* _Challenge_
Put every line of the items, from the very first one through the line containing "13], [409, 11]]", into a JSON list of strings, one string per line, with blank lines omitted and both ends included. Leave the pictures out of the answer.

* _Entries provided_
★ ★ ★ ★ ★

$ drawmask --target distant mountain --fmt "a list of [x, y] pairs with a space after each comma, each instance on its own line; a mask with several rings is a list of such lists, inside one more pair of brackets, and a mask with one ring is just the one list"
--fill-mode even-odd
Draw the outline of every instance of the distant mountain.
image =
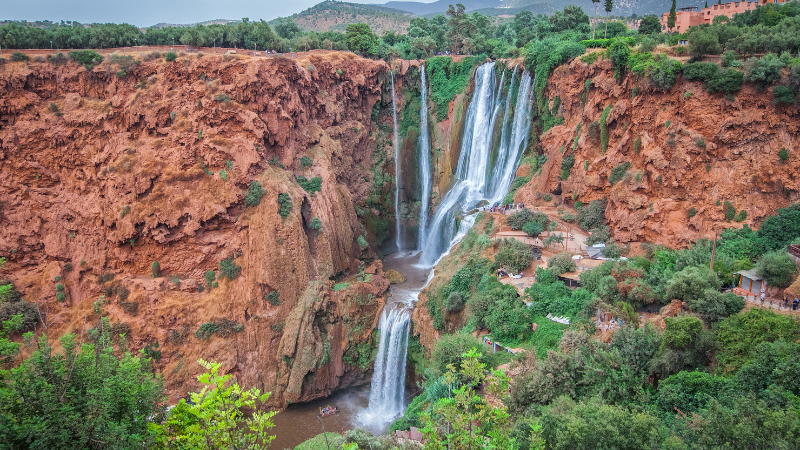
[[383, 5], [338, 1], [324, 1], [289, 16], [297, 25], [309, 31], [344, 31], [351, 23], [364, 22], [379, 36], [387, 30], [405, 33], [414, 17], [414, 13], [409, 11]]
[[[477, 11], [489, 16], [514, 15], [522, 10], [531, 11], [534, 14], [552, 14], [555, 11], [564, 9], [567, 5], [578, 5], [586, 11], [589, 16], [594, 14], [594, 4], [591, 0], [438, 0], [433, 3], [421, 2], [400, 2], [391, 1], [382, 5], [410, 13], [433, 17], [437, 14], [444, 14], [448, 6], [461, 3], [469, 12]], [[683, 6], [702, 6], [701, 2], [692, 0], [679, 0], [678, 7]], [[616, 16], [629, 16], [638, 14], [661, 15], [669, 11], [672, 2], [670, 0], [616, 0], [614, 10], [611, 14]], [[605, 15], [603, 3], [597, 5], [597, 15]]]
[[455, 5], [456, 3], [461, 3], [462, 5], [464, 5], [467, 11], [475, 11], [477, 9], [486, 9], [486, 8], [497, 8], [503, 5], [503, 2], [501, 0], [438, 0], [433, 3], [393, 1], [384, 3], [381, 6], [400, 9], [403, 11], [408, 11], [410, 13], [416, 14], [418, 16], [424, 16], [427, 14], [434, 14], [434, 13], [444, 14], [444, 12], [447, 11], [447, 8], [450, 5]]
[[228, 19], [214, 19], [214, 20], [206, 20], [205, 22], [198, 22], [198, 23], [157, 23], [152, 26], [152, 28], [166, 28], [166, 27], [178, 27], [178, 28], [186, 28], [186, 27], [194, 27], [197, 25], [225, 25], [227, 23], [239, 23], [241, 20], [228, 20]]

★ ★ ★ ★ ★

* _Answer_
[
  "$ drawmask --target distant mountain --fmt \"a list of [x, y] pairs with a space after each comma, each instance on its own line; a mask with several rings is a list of such lists, inside one more pair of brackets, and a mask with one ring is just the one list\"",
  "--fill-mode even-odd",
  "Draw the outline of every instance of the distant mountain.",
  "image =",
  "[[383, 5], [338, 1], [324, 1], [289, 16], [297, 25], [309, 31], [344, 31], [351, 23], [364, 22], [379, 36], [387, 30], [405, 33], [414, 17], [414, 13], [409, 11]]"
]